> _What to do_
Once you find the line that contains "Where can you see the green stripe", transcribe it and each line after it through the end of the listing, exactly as written.

★ ★ ★ ★ ★

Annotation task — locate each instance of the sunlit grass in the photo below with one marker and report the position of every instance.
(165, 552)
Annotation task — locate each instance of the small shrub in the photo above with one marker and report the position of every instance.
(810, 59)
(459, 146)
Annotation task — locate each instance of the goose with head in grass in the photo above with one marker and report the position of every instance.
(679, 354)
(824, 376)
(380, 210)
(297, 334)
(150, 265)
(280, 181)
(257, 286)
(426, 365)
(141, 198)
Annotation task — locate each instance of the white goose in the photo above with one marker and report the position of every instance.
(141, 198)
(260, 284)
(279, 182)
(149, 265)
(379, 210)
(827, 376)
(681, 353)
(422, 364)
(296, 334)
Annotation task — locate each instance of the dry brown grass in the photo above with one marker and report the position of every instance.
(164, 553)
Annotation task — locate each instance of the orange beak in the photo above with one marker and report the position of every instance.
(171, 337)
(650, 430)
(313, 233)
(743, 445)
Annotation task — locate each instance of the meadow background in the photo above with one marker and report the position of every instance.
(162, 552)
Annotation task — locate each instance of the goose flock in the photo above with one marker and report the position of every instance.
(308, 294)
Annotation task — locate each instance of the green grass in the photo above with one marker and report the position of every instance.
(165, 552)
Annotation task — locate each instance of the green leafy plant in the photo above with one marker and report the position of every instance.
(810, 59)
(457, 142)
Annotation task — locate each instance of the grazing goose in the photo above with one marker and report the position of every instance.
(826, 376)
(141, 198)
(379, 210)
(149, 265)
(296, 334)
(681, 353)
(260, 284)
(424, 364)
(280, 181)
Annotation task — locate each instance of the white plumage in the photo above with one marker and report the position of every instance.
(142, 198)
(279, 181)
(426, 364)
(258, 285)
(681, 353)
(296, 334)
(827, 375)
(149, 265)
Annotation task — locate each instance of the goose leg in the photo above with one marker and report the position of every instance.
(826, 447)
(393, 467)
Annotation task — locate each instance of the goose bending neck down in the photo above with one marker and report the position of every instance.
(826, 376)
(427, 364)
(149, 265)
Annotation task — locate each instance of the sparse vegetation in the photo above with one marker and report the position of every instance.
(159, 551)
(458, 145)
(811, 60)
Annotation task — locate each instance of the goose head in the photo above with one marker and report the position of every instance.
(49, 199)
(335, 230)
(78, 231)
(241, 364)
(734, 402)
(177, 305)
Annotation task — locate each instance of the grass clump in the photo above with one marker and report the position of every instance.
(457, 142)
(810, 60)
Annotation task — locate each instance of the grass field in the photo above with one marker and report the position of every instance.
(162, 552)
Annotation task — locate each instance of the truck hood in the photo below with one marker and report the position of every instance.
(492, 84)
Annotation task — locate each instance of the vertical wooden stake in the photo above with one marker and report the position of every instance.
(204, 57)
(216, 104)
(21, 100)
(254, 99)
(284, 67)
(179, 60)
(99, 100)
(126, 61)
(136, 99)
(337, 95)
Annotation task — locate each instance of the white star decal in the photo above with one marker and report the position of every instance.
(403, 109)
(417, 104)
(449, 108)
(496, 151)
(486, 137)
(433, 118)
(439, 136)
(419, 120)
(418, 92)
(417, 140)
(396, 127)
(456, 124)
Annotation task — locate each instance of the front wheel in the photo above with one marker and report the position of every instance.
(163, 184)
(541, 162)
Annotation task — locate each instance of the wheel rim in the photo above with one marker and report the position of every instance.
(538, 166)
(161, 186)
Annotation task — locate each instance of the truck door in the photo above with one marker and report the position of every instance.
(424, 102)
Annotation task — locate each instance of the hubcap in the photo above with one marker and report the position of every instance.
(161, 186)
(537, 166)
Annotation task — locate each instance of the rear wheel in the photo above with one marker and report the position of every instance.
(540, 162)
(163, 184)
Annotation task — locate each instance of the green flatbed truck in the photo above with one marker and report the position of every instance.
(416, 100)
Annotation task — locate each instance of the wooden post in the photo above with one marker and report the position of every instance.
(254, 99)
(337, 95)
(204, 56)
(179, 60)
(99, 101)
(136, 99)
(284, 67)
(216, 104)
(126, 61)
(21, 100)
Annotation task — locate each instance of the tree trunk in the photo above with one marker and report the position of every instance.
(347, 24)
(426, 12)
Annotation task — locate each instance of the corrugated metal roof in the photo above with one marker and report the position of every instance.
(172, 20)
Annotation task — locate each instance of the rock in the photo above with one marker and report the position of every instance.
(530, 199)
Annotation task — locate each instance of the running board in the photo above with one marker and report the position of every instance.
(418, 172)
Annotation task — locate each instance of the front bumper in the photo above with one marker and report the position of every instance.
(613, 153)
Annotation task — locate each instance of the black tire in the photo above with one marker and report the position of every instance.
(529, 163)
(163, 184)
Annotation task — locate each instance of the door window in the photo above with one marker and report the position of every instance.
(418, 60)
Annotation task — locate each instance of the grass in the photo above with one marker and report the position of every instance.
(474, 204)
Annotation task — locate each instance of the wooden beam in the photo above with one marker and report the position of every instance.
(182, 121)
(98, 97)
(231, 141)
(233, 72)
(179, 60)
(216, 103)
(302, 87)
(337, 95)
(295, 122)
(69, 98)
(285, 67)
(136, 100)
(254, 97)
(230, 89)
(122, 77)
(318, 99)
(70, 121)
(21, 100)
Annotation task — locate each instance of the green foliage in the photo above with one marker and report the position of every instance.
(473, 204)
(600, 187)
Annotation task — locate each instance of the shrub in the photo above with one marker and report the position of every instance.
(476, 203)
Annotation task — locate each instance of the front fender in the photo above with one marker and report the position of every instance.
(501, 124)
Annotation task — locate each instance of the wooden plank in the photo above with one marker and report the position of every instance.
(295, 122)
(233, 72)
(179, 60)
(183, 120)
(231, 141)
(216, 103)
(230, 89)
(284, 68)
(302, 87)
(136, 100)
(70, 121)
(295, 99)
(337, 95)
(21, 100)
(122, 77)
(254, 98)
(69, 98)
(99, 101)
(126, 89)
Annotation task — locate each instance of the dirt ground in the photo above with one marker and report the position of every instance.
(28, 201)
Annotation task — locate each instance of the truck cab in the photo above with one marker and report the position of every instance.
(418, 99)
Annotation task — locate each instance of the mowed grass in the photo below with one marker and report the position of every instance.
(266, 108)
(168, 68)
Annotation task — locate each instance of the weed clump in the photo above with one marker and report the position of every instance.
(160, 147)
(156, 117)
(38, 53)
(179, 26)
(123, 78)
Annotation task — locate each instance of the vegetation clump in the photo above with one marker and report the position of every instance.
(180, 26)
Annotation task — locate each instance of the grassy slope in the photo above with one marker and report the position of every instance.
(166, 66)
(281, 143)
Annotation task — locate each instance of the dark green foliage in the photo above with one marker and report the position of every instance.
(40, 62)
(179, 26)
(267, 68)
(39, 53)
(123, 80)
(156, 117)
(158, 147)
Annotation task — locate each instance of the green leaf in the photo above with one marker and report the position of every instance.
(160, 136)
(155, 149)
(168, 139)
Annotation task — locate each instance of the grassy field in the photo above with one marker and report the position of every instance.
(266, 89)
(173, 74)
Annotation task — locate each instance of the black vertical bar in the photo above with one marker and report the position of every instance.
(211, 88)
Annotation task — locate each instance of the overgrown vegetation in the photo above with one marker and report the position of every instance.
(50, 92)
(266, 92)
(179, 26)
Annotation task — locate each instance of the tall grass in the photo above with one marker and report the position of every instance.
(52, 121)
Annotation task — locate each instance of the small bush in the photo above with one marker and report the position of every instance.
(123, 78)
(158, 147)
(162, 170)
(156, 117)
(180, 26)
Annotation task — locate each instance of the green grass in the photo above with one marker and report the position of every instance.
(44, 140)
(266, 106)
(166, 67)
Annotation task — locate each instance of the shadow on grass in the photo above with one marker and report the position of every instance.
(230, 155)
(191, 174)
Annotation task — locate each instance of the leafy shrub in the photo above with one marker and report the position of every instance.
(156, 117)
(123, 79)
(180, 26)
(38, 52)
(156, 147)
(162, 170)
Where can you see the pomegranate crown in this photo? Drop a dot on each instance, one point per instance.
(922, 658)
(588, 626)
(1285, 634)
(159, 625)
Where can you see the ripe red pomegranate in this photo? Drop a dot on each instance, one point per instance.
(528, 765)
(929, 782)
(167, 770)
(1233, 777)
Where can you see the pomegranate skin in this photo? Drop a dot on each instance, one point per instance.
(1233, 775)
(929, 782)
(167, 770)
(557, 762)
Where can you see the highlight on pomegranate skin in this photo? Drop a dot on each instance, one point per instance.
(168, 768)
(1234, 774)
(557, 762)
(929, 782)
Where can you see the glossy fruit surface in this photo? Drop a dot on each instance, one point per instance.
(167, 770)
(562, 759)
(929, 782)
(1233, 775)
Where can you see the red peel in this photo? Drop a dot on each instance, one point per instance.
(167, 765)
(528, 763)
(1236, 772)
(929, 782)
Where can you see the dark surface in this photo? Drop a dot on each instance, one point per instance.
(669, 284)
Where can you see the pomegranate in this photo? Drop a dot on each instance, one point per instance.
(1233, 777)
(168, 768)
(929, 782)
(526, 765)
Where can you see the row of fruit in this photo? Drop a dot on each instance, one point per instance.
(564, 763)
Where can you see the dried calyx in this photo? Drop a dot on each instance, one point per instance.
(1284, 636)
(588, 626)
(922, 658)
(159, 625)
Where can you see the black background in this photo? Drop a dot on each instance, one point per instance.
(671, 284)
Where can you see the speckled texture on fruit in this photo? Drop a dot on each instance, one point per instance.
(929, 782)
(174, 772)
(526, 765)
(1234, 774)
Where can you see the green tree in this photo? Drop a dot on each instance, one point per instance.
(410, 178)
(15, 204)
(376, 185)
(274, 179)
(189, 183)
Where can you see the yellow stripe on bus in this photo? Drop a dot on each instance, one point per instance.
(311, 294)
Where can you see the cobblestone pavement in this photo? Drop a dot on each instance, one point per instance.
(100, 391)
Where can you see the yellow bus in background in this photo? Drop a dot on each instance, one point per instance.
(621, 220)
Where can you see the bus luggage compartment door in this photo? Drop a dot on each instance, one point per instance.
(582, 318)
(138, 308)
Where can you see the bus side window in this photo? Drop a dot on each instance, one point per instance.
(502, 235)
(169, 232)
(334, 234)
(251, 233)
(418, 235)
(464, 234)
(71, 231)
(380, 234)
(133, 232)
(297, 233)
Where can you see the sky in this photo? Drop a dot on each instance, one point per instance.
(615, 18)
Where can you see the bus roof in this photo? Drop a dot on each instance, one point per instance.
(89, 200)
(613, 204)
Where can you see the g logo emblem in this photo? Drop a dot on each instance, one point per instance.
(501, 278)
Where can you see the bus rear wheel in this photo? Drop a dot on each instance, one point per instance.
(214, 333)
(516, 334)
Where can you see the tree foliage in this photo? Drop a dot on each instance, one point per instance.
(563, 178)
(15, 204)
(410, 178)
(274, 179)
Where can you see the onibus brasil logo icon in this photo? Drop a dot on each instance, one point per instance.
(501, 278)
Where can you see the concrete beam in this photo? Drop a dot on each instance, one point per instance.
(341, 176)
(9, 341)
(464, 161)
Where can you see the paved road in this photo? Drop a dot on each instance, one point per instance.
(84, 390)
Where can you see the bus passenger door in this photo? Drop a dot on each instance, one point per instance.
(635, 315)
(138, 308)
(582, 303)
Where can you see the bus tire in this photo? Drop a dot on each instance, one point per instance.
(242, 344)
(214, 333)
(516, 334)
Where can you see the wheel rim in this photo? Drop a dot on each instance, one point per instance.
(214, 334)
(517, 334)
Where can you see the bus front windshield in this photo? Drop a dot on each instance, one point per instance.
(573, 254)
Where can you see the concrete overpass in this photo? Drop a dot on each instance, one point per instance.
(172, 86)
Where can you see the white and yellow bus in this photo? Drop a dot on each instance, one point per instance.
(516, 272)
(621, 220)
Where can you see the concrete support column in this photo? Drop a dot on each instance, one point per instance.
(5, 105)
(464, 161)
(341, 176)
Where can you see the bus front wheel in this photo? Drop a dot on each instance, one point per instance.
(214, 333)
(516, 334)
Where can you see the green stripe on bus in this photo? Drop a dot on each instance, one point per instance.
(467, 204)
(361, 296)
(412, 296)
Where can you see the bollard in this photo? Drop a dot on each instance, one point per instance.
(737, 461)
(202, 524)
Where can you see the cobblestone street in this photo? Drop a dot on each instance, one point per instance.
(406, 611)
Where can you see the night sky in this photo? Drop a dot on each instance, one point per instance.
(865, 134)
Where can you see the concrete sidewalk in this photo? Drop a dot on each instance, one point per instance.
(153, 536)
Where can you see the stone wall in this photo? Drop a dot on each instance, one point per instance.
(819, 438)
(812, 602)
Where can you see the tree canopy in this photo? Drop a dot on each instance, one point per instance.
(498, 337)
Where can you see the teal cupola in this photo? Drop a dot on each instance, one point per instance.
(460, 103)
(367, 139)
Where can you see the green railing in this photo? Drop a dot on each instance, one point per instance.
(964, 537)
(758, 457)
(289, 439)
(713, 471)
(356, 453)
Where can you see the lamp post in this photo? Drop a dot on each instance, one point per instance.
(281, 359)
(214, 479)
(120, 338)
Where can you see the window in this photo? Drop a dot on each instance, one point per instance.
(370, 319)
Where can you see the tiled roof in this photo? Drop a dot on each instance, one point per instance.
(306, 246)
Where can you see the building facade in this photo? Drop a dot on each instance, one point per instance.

★ ★ ★ ★ ★

> _Result for this task_
Where can you see the green stripe on bus in this photo? Drop a dot on each instance, one point per instance.
(467, 204)
(361, 296)
(412, 296)
Where can you see the bollard in this photo? Drop a dot on each instance, one point per instance.
(737, 461)
(202, 524)
Where can you see the cobblestone street in this photo? Drop a dot on each instance, one point per instance.
(406, 611)
Where can you see the night sky in this photo? Drop a dot on each instance, one point per instance.
(865, 134)
Where can you see the concrete sidewalk in this photo? Drop a dot on each instance, one point per instance.
(153, 536)
Where can you see the stone wall in this photo? Drop a dot on each instance, one point per instance.
(819, 438)
(812, 602)
Where can you see the tree canopy in this photo? Drop a dot on each instance, one point per instance.
(498, 337)
Where can you see the teal cupola in this photo? Drop a dot on each instance, one point per instance.
(460, 103)
(367, 139)
Where can you see the green railing in this photo? Drop a dot on each instance, one point per instance.
(964, 537)
(758, 457)
(289, 439)
(713, 471)
(356, 453)
Where can you see the lamp post in this photo? Drop a dot on each instance, one point per instance.
(281, 359)
(214, 479)
(120, 338)
Where can you see the window in this photo? Drop a dot on each instance, one point per instance.
(370, 319)
Where can you see the tiled roof in this photo? Drop a dot on each instance, one point per instance.
(306, 246)
Where can you see the building facade in this photo? Drop a dot on each instance, one point per instance.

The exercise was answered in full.